- **Stored data**:
--- START ---

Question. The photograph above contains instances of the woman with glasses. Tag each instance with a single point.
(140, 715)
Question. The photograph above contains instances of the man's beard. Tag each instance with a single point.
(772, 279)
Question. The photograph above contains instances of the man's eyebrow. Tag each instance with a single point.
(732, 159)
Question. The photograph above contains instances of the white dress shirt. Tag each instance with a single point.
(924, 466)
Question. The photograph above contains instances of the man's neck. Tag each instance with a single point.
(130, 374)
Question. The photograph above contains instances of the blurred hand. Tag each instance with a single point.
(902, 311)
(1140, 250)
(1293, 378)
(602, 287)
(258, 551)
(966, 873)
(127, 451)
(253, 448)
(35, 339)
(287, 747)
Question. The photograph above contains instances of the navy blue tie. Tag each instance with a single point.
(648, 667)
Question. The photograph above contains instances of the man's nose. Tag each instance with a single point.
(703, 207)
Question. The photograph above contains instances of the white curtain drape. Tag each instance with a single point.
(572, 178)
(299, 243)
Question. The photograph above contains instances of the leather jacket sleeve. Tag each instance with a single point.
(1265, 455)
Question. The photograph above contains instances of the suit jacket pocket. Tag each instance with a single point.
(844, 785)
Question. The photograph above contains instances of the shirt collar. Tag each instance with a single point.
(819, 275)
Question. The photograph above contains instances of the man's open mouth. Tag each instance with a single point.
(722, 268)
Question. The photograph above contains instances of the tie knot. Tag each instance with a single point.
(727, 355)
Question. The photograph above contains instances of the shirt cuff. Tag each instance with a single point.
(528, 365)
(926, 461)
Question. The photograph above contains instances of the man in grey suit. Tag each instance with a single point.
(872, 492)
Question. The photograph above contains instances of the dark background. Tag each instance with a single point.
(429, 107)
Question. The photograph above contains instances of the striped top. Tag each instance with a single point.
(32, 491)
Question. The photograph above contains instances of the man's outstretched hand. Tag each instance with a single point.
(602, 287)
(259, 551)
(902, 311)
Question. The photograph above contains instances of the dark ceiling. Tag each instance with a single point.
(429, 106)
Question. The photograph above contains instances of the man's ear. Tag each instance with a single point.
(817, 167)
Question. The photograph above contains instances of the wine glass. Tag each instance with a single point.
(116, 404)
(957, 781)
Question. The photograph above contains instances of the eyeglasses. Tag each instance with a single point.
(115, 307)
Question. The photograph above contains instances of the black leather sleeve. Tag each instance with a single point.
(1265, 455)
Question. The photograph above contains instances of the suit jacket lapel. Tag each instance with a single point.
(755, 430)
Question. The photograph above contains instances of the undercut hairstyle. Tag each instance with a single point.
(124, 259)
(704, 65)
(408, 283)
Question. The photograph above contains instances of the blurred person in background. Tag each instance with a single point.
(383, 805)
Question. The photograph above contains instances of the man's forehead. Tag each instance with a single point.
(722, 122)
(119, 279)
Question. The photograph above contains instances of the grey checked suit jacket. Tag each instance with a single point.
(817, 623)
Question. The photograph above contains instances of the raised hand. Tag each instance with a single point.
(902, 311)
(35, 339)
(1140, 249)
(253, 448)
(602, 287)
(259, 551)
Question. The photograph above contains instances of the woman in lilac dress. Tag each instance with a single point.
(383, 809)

--- END ---

- **What is asked**: Rewrite the records above, changing every "a single point" to "one point" and leaving everything else as it is.

- **Solution**:
Question. The photograph above contains instances of the woman with glasses. Tag each instance with one point.
(140, 715)
Question. The photograph above contains instances of the man's beard. Tag each instance with one point.
(772, 279)
Question. The photograph above contains instances of the man's eyebrow. Tag each instance with one point.
(732, 159)
Question. The photograph above contains instances of the white dress shirt. Tag each instance with one point.
(924, 466)
Question. The photograph above contains instances of the man's neck. Tag each instance with one point.
(130, 374)
Question. The photograph above contains instances of the blurred hand. Tag each instance with one point.
(902, 311)
(1140, 250)
(1293, 378)
(602, 287)
(258, 551)
(966, 873)
(127, 451)
(253, 448)
(35, 339)
(287, 747)
Question. The photograph above contains instances of the navy blue tie. Tag each instance with one point.
(648, 667)
Question. The photograph above contains instances of the man's nose. Tag each instance with one point.
(703, 207)
Question. The photograph above contains instances of the white curtain drape. Tag each instance with one point.
(572, 178)
(299, 243)
Question. The photograph above contains instances of the leather jacket sleeve. Tag each instance with one point.
(1265, 455)
Question. The photograph above contains instances of the suit jacket pocket. Tag each instance with one point.
(844, 785)
Question. The photograph above contains instances of the shirt collar. Tag each instance with one point.
(819, 275)
Question. The photograph above contains instances of the man's open mouth. Tag each instance with one point.
(722, 268)
Question. The photograph above contains instances of the tie knot. Tag each instance with one point.
(727, 355)
Question. The photograph above contains instances of the shirt cuff. Tag each instance with one point.
(528, 365)
(926, 461)
Question. The photograph above contains instances of the man in grey suit. Tag each instance with one point.
(872, 492)
Question. The photograph above contains instances of the dark background. Tag each instance with one point.
(429, 107)
Question. The photograph above contains instances of the striped top. Tag each instance with one point.
(32, 491)
Question. The photograph above contains instances of the man's outstretched hand. Tag each instance with one point.
(602, 287)
(259, 551)
(902, 311)
Question. The photograph above contains instances of the dark ceiling. Tag each instance with one point.
(429, 106)
Question. The photograph above contains instances of the man's ear. Tag each instance with one point.
(817, 167)
Question. The photograph above contains instances of the wine glass. Tag each instance with one point.
(116, 404)
(957, 781)
Question. The photograph above contains instances of the eyeglasses. Tag each instance with one point.
(115, 307)
Question. The photograph above contains instances of the black leather sleeve. Tag each instance with one point.
(1265, 455)
Question. The photograph above contains instances of the suit jacket lapel. Tag each instance with one point.
(755, 430)
Question. The photograph above contains instances of the undercut hairstyle. Tag each instance with one point.
(124, 259)
(704, 65)
(408, 283)
Question. The photograph above contains instances of the blurred person in background. Tag each instance with one point.
(383, 805)
Question. The photograph above contains instances of the man's forehead. Tag each instance with one point.
(722, 122)
(119, 279)
Question. The photograph above contains instances of the grey checked suit jacket. Tag each instance with one point.
(817, 623)
Question. The photograph above contains instances of the raised hand. Tag each instance with one point.
(902, 311)
(35, 339)
(1140, 249)
(253, 448)
(602, 287)
(259, 551)
Question. The photograph above contains instances of the woman in lilac dress. Tag each instance with one point.
(383, 809)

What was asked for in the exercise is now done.